WHAT THE EXERCISE ASKS
Please edit the rows from the line containing "outline red kurta" down to the line containing "682], [855, 622]]]", replacing "red kurta" with "blue kurta" and keeping everything else unchanged. Leave the pictures out of your answer.

Dataset rows
((

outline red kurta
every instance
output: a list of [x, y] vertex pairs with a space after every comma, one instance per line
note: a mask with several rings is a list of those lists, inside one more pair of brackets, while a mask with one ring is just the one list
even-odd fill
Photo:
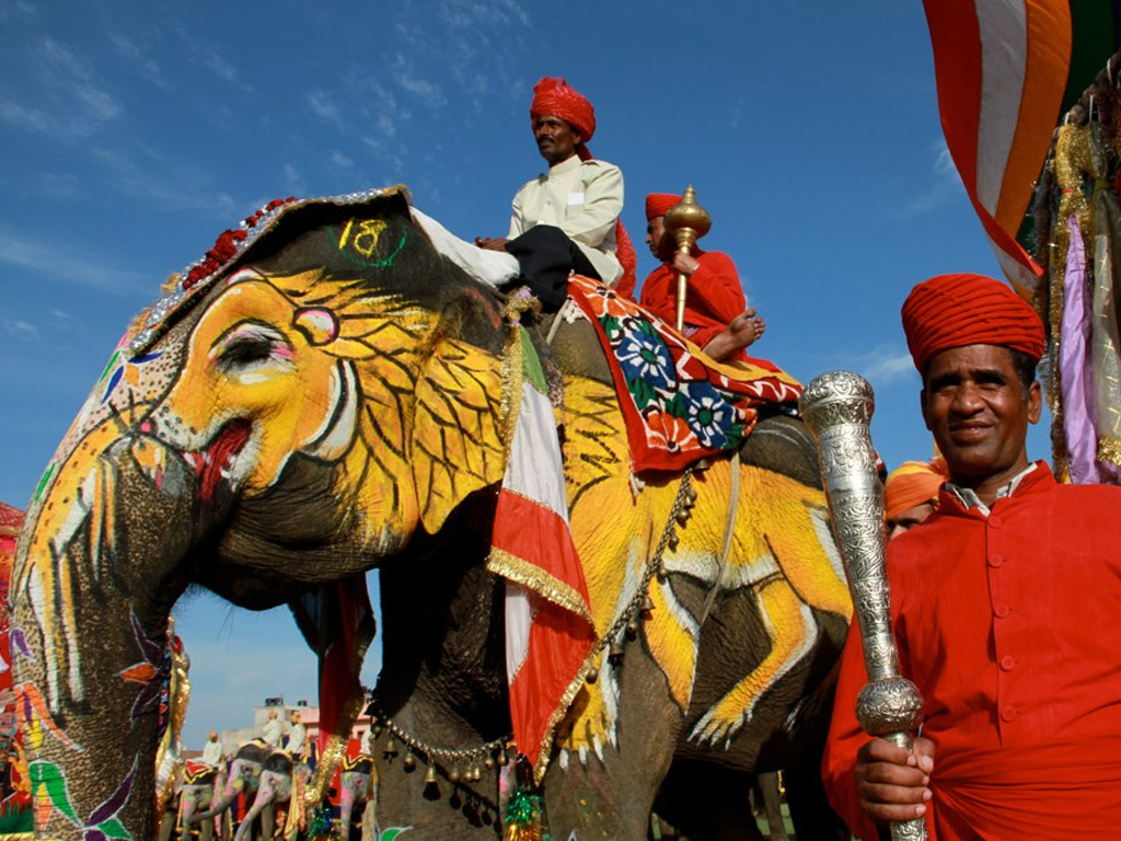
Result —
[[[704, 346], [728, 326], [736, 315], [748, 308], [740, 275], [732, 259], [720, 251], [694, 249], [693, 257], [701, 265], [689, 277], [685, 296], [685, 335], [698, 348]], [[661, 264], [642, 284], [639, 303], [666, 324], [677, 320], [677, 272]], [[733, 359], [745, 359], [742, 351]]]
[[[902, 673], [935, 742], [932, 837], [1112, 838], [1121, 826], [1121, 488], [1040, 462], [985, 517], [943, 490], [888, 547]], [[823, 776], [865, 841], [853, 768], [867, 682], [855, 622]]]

))
((

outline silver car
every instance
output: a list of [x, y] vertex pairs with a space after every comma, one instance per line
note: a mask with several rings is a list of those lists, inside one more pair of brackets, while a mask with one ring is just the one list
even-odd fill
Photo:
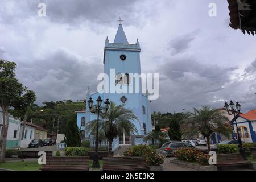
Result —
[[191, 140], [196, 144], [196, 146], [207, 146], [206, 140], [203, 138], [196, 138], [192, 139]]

))
((

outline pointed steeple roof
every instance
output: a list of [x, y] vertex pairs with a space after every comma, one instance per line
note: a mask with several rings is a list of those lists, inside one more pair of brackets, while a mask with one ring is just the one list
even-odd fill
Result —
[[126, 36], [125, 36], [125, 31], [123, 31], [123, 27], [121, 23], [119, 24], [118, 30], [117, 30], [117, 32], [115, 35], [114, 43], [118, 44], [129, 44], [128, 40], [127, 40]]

))

ANSWER TO THE TASK
outline blue kurta
every instance
output: a list of [x, y] vertex pairs with a space after every comma, one instance per line
note: a mask with several rings is a list of those lists, inside one more pair of brackets, while a mask with one ring is just the one list
even-odd fill
Photo:
Result —
[[[704, 346], [728, 326], [736, 315], [748, 308], [740, 275], [732, 259], [720, 251], [694, 249], [693, 257], [701, 265], [689, 277], [685, 296], [685, 335], [698, 348]], [[661, 264], [642, 284], [639, 303], [666, 324], [677, 320], [677, 272]], [[733, 359], [745, 359], [742, 351]]]
[[[902, 673], [935, 742], [932, 837], [1112, 838], [1121, 826], [1121, 488], [1040, 462], [985, 517], [943, 490], [888, 547]], [[823, 776], [865, 841], [853, 768], [867, 682], [855, 622]]]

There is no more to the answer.